The request:
Can you rewrite the items below from the line with "# test: point out the doctor's" through the end of the items, replacing "glasses" with "spectacles" and leaving everything else unchanged?

Data in this exercise:
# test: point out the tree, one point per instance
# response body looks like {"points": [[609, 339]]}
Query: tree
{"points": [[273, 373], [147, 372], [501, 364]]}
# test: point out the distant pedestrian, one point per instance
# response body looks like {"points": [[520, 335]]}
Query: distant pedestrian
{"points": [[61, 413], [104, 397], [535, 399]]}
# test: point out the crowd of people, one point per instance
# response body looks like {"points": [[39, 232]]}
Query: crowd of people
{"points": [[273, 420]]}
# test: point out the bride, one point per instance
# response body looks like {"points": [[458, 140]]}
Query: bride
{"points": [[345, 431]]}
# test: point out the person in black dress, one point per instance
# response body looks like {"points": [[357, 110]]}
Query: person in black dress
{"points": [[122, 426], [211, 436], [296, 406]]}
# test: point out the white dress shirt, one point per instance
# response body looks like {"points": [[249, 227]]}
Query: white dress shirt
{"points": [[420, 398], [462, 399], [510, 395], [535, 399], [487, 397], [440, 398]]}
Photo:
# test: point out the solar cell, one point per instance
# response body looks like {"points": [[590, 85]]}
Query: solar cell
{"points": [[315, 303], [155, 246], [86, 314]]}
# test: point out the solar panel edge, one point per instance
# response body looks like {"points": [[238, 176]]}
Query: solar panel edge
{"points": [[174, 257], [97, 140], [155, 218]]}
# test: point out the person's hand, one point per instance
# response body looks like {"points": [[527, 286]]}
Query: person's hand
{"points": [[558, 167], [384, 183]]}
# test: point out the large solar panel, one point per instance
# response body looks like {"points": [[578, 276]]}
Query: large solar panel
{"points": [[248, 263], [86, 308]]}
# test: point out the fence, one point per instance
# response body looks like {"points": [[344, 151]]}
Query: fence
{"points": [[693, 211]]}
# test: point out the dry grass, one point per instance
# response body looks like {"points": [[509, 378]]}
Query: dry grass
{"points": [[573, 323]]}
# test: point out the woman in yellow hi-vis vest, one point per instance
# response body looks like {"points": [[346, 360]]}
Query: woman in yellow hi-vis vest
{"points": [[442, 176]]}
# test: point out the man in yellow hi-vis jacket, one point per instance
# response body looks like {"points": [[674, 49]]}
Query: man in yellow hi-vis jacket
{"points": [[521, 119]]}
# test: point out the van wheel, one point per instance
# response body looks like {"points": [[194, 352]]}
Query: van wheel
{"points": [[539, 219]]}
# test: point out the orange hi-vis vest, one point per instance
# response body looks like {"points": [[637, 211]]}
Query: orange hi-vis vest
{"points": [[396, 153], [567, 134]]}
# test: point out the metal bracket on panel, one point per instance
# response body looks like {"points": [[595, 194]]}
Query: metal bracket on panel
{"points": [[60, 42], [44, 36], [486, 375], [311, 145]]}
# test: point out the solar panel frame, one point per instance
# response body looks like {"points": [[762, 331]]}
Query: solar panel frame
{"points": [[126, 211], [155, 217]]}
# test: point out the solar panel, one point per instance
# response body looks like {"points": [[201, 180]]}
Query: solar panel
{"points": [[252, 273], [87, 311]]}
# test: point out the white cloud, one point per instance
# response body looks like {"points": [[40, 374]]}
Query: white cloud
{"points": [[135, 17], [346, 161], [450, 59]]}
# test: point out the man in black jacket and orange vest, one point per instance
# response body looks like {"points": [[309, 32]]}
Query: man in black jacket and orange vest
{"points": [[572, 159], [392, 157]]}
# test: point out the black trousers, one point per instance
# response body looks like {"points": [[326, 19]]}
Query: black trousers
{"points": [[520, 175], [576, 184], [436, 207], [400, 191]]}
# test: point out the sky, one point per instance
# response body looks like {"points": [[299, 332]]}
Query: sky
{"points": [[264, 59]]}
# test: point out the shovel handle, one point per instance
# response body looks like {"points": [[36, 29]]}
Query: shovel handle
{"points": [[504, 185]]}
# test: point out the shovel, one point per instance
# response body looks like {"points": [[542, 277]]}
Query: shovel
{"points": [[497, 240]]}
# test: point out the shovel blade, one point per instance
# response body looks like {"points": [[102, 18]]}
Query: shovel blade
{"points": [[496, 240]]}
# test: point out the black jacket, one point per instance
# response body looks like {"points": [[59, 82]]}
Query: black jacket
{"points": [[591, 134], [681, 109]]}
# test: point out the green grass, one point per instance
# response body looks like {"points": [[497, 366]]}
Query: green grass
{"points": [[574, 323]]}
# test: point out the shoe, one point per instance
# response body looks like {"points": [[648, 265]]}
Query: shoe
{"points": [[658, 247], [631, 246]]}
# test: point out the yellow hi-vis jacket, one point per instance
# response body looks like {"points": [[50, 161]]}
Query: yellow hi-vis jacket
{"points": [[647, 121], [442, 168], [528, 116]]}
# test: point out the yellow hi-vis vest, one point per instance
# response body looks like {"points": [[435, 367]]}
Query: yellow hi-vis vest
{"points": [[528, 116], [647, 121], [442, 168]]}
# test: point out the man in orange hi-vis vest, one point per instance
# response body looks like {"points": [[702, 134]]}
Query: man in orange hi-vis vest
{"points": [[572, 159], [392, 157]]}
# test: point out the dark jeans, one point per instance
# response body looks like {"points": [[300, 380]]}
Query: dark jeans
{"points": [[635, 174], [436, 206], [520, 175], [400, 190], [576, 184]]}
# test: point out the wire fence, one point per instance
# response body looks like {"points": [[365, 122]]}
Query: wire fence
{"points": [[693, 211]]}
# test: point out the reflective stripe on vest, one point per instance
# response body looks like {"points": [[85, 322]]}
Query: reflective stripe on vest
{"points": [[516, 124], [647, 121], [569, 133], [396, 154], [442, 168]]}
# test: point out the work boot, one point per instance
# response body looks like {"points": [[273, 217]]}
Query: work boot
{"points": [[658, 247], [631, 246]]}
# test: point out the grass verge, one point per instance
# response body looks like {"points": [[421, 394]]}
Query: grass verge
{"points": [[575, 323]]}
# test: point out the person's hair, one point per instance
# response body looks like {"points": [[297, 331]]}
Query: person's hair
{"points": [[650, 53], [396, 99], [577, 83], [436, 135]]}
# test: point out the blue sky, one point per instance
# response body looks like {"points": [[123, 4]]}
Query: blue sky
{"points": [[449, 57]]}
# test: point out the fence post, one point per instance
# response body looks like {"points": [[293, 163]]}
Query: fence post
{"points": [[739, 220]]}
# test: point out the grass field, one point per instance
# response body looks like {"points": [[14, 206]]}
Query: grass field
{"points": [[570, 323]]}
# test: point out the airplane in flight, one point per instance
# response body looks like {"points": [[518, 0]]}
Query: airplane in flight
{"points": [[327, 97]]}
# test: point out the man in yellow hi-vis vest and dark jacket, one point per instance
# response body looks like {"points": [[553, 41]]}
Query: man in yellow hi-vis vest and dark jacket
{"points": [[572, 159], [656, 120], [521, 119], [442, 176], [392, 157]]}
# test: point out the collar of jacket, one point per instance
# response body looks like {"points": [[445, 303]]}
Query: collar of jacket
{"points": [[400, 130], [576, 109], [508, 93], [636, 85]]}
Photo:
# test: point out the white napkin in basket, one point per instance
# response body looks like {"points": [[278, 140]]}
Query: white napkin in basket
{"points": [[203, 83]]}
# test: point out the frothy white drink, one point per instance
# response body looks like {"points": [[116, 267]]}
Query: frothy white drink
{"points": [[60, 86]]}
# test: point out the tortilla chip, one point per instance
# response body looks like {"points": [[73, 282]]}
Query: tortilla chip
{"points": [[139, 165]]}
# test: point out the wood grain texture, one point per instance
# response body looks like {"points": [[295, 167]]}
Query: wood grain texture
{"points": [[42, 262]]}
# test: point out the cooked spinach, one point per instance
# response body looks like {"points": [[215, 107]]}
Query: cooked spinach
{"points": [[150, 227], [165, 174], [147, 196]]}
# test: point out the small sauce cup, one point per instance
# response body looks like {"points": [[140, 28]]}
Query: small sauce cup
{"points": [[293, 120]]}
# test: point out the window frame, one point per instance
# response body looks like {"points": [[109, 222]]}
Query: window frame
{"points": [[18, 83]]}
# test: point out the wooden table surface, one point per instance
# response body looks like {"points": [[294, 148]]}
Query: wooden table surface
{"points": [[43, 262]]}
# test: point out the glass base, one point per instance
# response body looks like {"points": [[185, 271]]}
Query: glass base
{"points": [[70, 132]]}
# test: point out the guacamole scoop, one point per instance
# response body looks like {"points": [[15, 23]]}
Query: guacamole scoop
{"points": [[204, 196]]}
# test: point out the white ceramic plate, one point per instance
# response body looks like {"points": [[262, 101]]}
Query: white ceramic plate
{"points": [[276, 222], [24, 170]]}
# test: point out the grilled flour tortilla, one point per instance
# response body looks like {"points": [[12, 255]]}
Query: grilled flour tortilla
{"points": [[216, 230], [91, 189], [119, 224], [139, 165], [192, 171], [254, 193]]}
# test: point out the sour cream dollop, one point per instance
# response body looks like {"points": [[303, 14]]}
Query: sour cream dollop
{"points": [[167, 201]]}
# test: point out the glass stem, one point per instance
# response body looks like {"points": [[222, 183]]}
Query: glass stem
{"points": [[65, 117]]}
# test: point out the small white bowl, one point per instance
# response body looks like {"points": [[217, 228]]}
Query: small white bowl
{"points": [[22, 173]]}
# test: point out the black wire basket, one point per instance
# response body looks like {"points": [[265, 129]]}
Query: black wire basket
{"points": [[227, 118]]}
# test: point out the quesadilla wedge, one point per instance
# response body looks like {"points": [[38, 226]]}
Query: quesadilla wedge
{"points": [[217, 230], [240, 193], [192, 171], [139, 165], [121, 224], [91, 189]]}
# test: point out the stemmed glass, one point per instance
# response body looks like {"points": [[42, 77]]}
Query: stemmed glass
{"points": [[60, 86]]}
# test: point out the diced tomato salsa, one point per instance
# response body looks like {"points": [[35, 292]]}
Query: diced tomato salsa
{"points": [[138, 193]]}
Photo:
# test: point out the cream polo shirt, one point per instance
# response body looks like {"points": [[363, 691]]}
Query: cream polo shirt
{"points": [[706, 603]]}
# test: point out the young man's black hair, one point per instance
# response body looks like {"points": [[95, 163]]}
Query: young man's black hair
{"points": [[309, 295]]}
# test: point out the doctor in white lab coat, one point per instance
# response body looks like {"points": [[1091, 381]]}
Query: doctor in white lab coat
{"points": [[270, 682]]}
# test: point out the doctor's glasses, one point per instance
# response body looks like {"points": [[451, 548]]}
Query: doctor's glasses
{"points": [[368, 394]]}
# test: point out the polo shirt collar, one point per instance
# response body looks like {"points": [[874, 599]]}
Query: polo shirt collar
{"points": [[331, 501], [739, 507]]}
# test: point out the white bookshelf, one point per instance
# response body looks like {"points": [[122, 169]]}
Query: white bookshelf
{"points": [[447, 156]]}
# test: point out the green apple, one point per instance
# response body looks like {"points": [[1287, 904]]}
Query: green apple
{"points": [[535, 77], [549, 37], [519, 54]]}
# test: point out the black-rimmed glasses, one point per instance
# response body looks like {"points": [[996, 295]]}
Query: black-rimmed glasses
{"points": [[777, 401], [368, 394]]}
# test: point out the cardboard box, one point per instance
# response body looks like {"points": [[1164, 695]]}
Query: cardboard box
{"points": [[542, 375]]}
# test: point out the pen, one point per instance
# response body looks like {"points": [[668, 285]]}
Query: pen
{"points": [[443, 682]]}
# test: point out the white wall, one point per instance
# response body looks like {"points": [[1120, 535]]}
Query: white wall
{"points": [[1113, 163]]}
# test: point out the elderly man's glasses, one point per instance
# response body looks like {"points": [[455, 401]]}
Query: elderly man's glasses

Finished task:
# test: point out the doctor's spectacles, one point per instance
# response body looks like {"points": [[451, 548]]}
Query: doctor's spectacles
{"points": [[368, 394]]}
# test: point out the polo shirt collar, one point per instance
# response body looks like {"points": [[874, 599]]}
Query: polo shirt collar
{"points": [[331, 501], [739, 507]]}
# test: point out the white bookshelf, one point per instance
# response body looks like {"points": [[122, 169]]}
Query: white bookshelf
{"points": [[447, 156]]}
# test: point out the green apple, one point per instance
# response body looks like {"points": [[1287, 904]]}
Query: green apple
{"points": [[535, 77], [549, 37], [519, 54]]}
# test: point out the black-rimmed spectacles, one point per instance
# response body looks like {"points": [[996, 295]]}
Query: black-rimmed spectacles
{"points": [[777, 401], [368, 394]]}
# test: point out the cardboard box, one point per instance
# response body looks like {"points": [[1164, 695]]}
Query: cardboard box
{"points": [[542, 375]]}
# test: point out the pen, one point per instance
# response body looks like {"points": [[668, 285]]}
Query: pen
{"points": [[443, 682]]}
# test: point out the white wall, one point per instance
# response body looks like {"points": [[1120, 535]]}
Query: white wall
{"points": [[1113, 163]]}
# test: point out the elderly man's spectacles, one point per instance
# response body looks like {"points": [[455, 401]]}
Query: elderly man's spectacles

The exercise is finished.